Document text:
####################

# Day 10:

More rank theorems

Theorem 1. $$\text{rank}(AB)\leq \min\{\text{rank}(A),\text{rank}(B)\}$$.

### Rank theorems

Proof.

• Note that the columns of $$AB$$ are all in $$C(A)$$, hence the dimension of $$C(AB)$$ is at most the dimension of $$C(A)$$, that is, $\text{rank}(AB)\leq \text{rank}(A).$
• $$\text{rank}(AB)=\text{rank}((AB)^{\top}) = \text{rank}(B^{\top}A^{\top})$$
• By the first bullet $$\text{rank}(B^{\top}A^{\top})\leq \text{rank}(B^{\top}).$$
• Since $$\text{rank}(B^{\top})=\text{rank}(B)$$ we have $\text{rank}(AB) = \text{rank}(B^{\top}A^{\top})\leq \text{rank}(B^{\top}) = \text{rank}(B).$
• Hence, $\text{rank}(AB)\leq \text{rank}(A)\quad\text{ and }\quad\text{rank}(AB)\leq \text{rank}(B).$
• This is the same as $\text{rank}(AB)\leq \min\{\text{rank}(A),\text{rank}(B)\}.$

Theorem 2. $$\text{rank}(A+B)\leq \text{rank}(A) + \text{rank}(B)$$.

### Rank theorems

Proof.

• Let $$v_{1},\ldots,v_{k}$$ be a basis for $$C(A)$$, where $$k=\text{rank}(A)$$
• Let $$w_{1},\ldots,w_{\ell}$$ be a basis for $$C(B)$$, where $$\ell=\text{rank}(B)$$
• The columns of $$A+B$$ are in $$\text{span}\{v_{1},\ldots,v_{k},w_{1},\ldots,w_{\ell}\}$$
• So, $$C(A+B)\subset\text{span}\{v_{1},\ldots,v_{k},w_{1},\ldots,w_{\ell}\}$$
• Hence $\text{rank}(A+B)\leq k+\ell = \text{rank}(A)+\text{rank}(B)$

Lemma. $$N(A)=N(A^{\top}A).$$

### Rank theorems

Proof.  First we show that $$N(A)\subset N(A^{\top}A)$$.

• $$x\in N(A)$$ $$\Rightarrow$$ $$Ax=0$$ $$\Rightarrow$$ $$A^{\top}Ax=0$$ $$\Rightarrow$$ $$x\in N(A^{\top}A)$$.

Next, we show the reverse inclusion $$N(A)\supset N(A^{\top}A).$$

• Let $$x\in N(A^{\top}A)$$
• Then $$A^{\top}Ax=0$$.
• Either $$x\in N(A)$$ or $$Ax\in N(A^{\top})$$.
• If $$x\in N(A)$$, then we're done, so assume $$Ax\in N(A^{\top})$$.
• But $$Ax\in C(A)$$.
• We have already shown that $$C(A)\cap N(A^{\top}) = \{0\}$$.

####################

[Saved entries]
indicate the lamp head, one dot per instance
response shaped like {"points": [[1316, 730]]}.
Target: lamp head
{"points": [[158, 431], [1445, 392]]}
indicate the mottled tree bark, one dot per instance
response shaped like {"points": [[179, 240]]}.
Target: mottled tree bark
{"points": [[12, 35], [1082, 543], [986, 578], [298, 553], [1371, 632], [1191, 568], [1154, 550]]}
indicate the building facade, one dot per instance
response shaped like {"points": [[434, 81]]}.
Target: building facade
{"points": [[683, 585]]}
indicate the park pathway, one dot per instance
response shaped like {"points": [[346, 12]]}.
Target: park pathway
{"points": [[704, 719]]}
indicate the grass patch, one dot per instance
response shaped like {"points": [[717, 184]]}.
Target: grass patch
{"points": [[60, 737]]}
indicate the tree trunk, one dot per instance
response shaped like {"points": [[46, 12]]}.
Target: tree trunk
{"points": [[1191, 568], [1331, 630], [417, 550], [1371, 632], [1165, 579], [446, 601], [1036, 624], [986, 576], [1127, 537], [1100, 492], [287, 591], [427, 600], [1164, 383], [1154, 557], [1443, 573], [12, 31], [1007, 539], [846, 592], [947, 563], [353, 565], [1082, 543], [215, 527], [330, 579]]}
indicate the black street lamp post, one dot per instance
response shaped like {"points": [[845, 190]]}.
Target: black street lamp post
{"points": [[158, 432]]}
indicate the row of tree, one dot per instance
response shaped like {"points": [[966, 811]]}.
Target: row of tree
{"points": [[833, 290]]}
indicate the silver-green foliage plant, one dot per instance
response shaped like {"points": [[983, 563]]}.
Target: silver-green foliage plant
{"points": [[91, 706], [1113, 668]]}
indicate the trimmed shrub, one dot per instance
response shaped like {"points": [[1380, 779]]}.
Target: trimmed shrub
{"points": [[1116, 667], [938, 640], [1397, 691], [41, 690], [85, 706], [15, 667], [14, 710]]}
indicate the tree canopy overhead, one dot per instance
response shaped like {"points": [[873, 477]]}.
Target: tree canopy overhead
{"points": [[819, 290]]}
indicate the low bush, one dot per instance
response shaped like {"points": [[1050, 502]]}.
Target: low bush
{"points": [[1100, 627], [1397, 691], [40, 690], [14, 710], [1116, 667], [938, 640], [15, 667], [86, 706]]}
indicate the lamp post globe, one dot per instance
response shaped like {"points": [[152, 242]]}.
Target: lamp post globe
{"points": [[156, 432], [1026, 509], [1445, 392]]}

####################

What you will do:
(a) In the proof of Theorem 2 in the rank notes, what is k equal to?
(b) Reproduce the passage of the rank notes that begins at the words "Proof.  First we" and stops after the words "But $$Ax\in C(A)$$.".

Answers to the problems:
(a) k is the rank of A.

(b)
Proof.  First we show that $$N(A)\subset N(A^{\top}A)$$.

• $$x\in N(A)$$ $$\Rightarrow$$ $$Ax=0$$ $$\Rightarrow$$ $$A^{\top}Ax=0$$ $$\Rightarrow$$ $$x\in N(A^{\top}A)$$.

Next, we show the reverse inclusion $$N(A)\supset N(A^{\top}A).$$

• Let $$x\in N(A^{\top}A)$$
• Then $$A^{\top}Ax=0$$.
• Either $$x\in N(A)$$ or $$Ax\in N(A^{\top})$$.
• If $$x\in N(A)$$, then we're done, so assume $$Ax\in N(A^{\top})$$.
• But $$Ax\in C(A)$$.